* INSTRUCTIONS *
1 - Set down, word for word, the part of the Torpedo Ray lure passage starting at "The first item" and ending at "all five colors.".
2 - Take the Torpedo Ray lure passage further, beginning right after its last sentence.

─── TEXT BLOCK ───

The first item was a great-looking dealer box of a unique Michigan lure named the Torpedo Ray, a 3 3/4-inch wood lure manufactured by the North American Tackle Company of Royal Oak. An avid Michigan lure collector from Westland, Bill Wazelle, brought them into the show for me to photograph. What made the Torpedo Ray wood baits distinctive were the four outward slanting single hooks protruding out of the wood body, and the fact that it was designed to revolve as it was retrieved. The single hooks were machined with screw points that were screwed into three parts of the body, with the fourth into the tail – an evil-looking lure both dangerous to the fish and the angler.

A dealer box of rare Torpedo Ray wood lures showing all five colors.
John Irving Bell of Royal Oak applied for his patent on December 1, 1943, and patent #2437803 was granted to him on March 16, 1948. The patent claimed two key improvements: the hooks were attached by embedding them in the lure’s body with the hooks extending at an angle and bent in the direction of the lure’s rotation. The second claim was for the propeller, which was offset “to cause the bait to travel in various directions in a zigzag or sinuous path and therefore give the appearance of a darting minnow.”

─── DATASET EXCERPTS ───

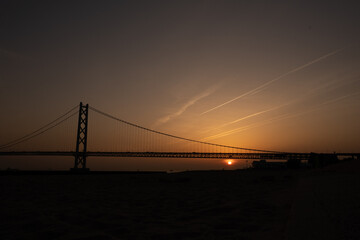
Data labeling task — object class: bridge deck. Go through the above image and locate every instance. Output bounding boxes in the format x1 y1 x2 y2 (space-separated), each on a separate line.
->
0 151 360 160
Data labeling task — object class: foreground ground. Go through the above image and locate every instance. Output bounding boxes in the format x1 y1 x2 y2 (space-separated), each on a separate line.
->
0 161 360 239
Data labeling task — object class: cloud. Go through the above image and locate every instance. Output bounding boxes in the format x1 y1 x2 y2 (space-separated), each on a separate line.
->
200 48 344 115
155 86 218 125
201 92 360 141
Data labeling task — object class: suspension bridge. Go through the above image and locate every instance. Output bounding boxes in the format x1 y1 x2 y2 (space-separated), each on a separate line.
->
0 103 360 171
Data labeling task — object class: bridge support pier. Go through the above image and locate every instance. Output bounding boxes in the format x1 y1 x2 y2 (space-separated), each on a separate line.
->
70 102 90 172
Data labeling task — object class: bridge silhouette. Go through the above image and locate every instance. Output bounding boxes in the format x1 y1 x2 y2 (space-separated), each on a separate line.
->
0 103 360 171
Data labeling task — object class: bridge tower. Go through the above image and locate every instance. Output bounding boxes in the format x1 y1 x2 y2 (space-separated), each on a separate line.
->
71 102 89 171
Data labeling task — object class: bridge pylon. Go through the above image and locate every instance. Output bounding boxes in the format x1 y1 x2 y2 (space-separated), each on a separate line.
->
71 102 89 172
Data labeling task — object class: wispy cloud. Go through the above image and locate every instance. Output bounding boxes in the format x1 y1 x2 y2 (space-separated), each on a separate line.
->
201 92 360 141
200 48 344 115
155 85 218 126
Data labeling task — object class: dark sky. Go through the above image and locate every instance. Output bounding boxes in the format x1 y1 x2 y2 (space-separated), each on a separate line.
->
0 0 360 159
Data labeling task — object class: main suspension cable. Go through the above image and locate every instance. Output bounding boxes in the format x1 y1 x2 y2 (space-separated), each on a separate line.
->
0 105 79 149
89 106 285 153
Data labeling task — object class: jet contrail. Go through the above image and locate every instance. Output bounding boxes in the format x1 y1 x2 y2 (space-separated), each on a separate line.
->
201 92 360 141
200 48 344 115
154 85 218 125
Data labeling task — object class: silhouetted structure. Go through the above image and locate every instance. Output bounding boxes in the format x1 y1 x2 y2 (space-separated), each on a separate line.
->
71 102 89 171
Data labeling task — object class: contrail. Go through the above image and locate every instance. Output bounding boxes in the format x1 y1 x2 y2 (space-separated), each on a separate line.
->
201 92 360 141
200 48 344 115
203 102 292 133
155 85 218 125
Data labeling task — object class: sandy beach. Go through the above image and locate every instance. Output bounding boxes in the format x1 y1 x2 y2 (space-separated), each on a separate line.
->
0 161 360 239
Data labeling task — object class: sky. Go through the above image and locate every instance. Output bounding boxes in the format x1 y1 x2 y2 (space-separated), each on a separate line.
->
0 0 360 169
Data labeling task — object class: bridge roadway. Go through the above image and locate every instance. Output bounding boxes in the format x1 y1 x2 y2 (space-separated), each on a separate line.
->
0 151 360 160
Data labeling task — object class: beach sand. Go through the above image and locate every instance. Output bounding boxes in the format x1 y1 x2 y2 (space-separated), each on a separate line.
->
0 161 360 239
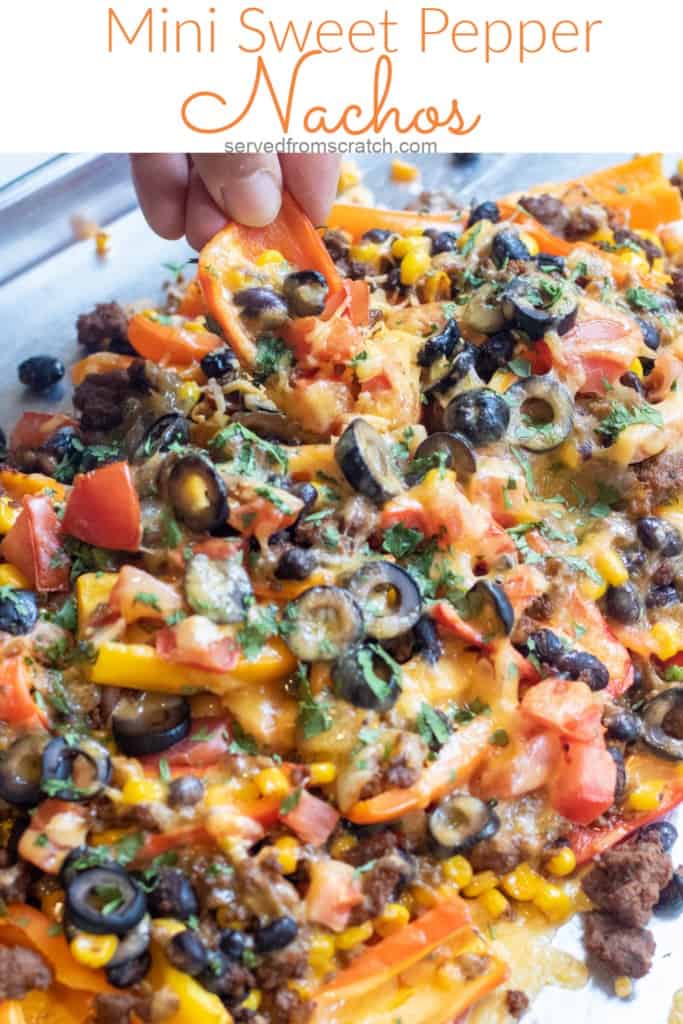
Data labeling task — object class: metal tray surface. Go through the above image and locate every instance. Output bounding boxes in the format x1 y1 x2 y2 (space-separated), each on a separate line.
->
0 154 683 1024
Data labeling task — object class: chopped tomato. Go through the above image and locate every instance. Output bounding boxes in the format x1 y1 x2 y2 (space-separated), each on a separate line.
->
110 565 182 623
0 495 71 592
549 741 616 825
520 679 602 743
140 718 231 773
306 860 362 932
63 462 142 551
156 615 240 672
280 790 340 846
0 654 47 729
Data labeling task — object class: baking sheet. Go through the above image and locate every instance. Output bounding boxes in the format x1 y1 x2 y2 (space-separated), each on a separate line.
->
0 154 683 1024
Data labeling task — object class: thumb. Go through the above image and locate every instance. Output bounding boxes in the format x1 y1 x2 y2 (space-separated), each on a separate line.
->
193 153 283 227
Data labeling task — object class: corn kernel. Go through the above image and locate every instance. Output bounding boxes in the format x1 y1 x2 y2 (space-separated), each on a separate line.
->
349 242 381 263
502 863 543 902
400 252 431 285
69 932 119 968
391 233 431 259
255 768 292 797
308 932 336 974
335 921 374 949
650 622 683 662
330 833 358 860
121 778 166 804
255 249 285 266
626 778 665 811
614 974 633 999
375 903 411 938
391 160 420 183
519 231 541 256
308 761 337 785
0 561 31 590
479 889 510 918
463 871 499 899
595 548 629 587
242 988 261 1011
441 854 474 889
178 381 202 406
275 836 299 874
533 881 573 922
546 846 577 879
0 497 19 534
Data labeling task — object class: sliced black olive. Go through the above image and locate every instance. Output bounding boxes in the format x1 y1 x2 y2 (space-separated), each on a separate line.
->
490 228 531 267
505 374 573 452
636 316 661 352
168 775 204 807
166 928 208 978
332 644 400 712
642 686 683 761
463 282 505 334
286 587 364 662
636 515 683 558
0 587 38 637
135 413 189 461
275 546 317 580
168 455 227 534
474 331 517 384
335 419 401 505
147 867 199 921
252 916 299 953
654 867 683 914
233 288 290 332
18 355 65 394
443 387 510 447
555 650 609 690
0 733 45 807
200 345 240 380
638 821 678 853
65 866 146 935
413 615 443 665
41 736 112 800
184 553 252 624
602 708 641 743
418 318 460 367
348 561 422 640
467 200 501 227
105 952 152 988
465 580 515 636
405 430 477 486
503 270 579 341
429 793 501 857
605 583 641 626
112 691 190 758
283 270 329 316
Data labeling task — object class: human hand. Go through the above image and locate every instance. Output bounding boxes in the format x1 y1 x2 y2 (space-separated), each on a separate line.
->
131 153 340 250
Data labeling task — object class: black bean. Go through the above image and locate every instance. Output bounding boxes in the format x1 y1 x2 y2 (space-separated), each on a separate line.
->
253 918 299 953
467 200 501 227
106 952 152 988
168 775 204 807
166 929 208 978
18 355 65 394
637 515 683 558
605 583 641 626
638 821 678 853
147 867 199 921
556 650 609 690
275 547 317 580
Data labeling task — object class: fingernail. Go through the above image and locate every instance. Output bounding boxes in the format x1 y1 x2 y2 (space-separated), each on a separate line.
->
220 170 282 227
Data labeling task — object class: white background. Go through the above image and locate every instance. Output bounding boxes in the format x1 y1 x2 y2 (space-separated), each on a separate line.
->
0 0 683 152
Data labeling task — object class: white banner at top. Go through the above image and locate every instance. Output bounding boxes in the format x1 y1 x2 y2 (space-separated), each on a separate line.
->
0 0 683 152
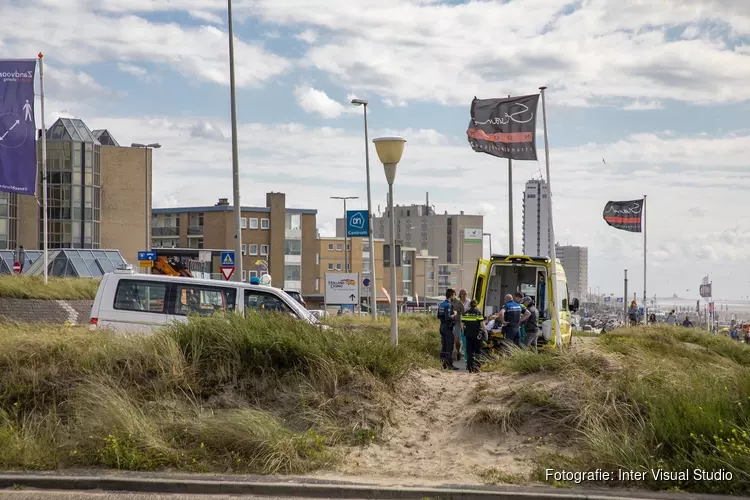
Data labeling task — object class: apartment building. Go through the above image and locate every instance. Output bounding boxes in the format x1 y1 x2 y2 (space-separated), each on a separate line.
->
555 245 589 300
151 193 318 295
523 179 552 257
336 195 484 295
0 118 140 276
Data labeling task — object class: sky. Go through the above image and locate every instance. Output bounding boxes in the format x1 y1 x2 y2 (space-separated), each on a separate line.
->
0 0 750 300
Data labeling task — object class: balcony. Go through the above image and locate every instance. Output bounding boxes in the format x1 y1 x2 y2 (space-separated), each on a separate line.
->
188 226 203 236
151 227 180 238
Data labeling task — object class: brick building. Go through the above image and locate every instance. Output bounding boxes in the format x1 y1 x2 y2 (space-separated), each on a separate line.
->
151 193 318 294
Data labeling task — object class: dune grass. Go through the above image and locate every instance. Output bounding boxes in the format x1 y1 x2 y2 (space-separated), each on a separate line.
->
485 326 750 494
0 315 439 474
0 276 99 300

───

* IN RESPONSE *
1 -
The first item was a great-looking dealer box of a unique Michigan lure named the Torpedo Ray, a 3 3/4-inch wood lure manufactured by the North American Tackle Company of Royal Oak. An avid Michigan lure collector from Westland, Bill Wazelle, brought them into the show for me to photograph. What made the Torpedo Ray wood baits distinctive were the four outward slanting single hooks protruding out of the wood body, and the fact that it was designed to revolve as it was retrieved. The single hooks were machined with screw points that were screwed into three parts of the body, with the fourth into the tail – an evil-looking lure both dangerous to the fish and the angler.

A dealer box of rare Torpedo Ray wood lures showing all five colors.

2 -
The bottom of the box illustrated that the lure had a three-position metal line tie, which was secured by a center pin through the lure’s head that would shift from side to side – left, center or right. The instructions also emphasized that the angler should use a snap swivel when fishing the Torpedo Ray. I have never fished the Torpedo Ray, mainly because I have never found a beat-up example to fish, but I would like to try one to see how it swims. The instructions go on to claim that the hooks were easy to dislodge – “simply push in and twist out [of the fish] with quick reverse or center hook action.” The cardboard box copy also claimed that the Torpedo Ray was “unexcelled for ice fishing,” though I am not sure how it would have been fished vertically through the ice.
John Irving Bell was born in 1900 and grew up in Port Huron. He was married to Iva Irene Valentine in 1921, and the couple had one son, Robert, in 1924. At the time of the patent, the Bell family lived at 1526 Wyandotte, Royal Oak, and he was employed by the Detroit Free Press as a “radio engineer,” apparently at their well-known radio station, WWJ. All the boxes I have seen have a residential Royal Oak address. In his “Made in Michigan Fishing Lures” book, George Richey reported the lure had also been produced in Detroit, though I have never seen a box showing a “Detroit” address.
There are five different colors of the Torpedo Ray: frog; a white version with a red blush face and red and black spots; a yellow model with a black blush face with red and black spots; a black body with small white scales; and a black body with large white scales. All of them are quite rare, and used ones that have been fished show significant paint loss because they apparently were poorly primed when painted.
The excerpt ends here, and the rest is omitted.